— start Record excerpts —

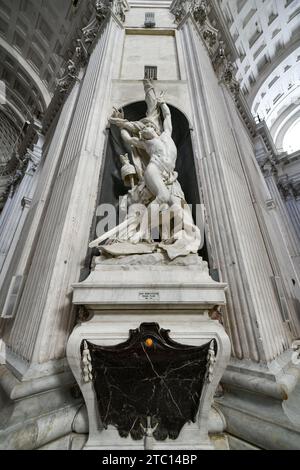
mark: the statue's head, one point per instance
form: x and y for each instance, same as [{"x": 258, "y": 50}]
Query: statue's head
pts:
[
  {"x": 148, "y": 133},
  {"x": 150, "y": 129}
]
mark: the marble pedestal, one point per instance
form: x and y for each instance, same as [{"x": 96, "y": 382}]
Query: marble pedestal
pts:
[{"x": 120, "y": 295}]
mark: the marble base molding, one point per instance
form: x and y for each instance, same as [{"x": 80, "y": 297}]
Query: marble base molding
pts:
[{"x": 121, "y": 298}]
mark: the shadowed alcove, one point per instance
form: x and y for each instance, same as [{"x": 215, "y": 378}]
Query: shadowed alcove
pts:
[{"x": 112, "y": 186}]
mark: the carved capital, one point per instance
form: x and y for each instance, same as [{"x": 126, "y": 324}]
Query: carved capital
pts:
[{"x": 200, "y": 11}]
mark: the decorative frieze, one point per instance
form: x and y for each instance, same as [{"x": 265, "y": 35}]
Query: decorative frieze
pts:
[
  {"x": 289, "y": 188},
  {"x": 24, "y": 159},
  {"x": 212, "y": 37},
  {"x": 83, "y": 49}
]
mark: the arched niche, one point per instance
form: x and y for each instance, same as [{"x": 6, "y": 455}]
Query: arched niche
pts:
[{"x": 112, "y": 187}]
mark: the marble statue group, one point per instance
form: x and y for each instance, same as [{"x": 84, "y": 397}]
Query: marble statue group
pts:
[{"x": 155, "y": 199}]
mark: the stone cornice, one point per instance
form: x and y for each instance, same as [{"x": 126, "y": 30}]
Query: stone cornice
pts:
[{"x": 84, "y": 45}]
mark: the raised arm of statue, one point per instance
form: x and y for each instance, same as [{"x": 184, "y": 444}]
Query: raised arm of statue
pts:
[{"x": 167, "y": 118}]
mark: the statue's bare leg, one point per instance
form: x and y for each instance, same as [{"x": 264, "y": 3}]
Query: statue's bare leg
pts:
[{"x": 156, "y": 185}]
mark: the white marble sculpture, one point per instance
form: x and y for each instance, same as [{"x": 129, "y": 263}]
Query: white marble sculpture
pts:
[{"x": 155, "y": 189}]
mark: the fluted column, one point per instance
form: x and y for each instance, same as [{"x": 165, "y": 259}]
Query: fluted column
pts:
[
  {"x": 15, "y": 216},
  {"x": 253, "y": 320},
  {"x": 44, "y": 316}
]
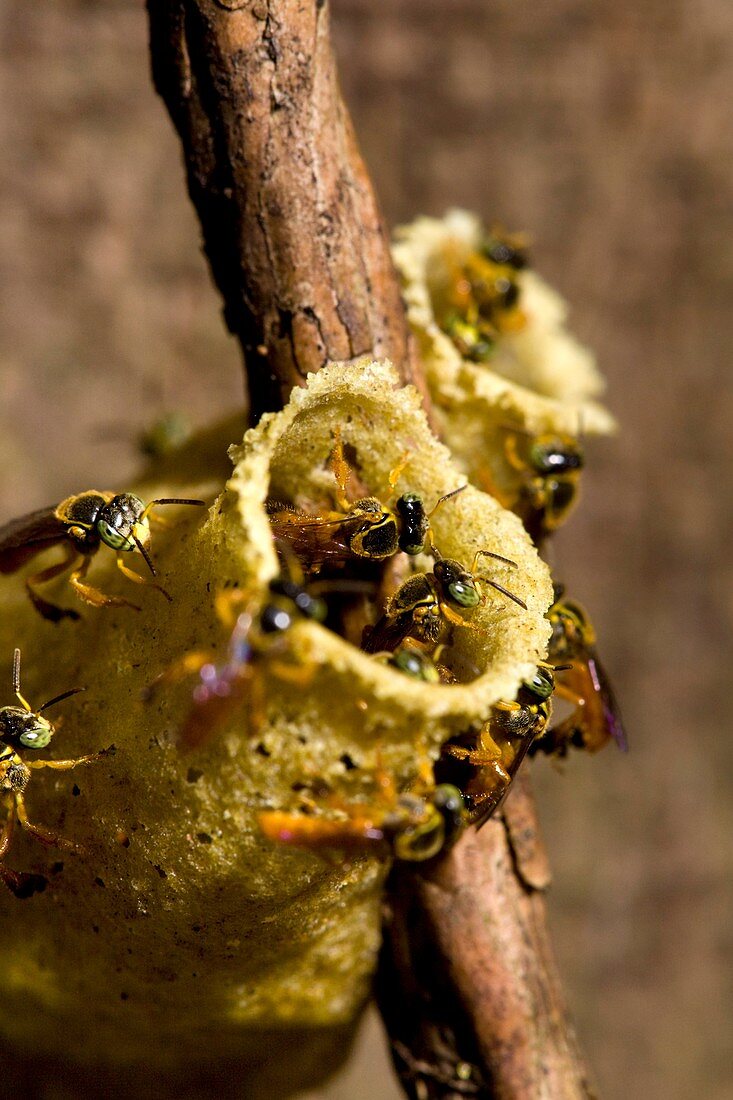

— end Record excerpts —

List each line of the material above that contains the word "arched".

**Output of the exercise**
mark: the arched niche, one point per instance
Query: arched niche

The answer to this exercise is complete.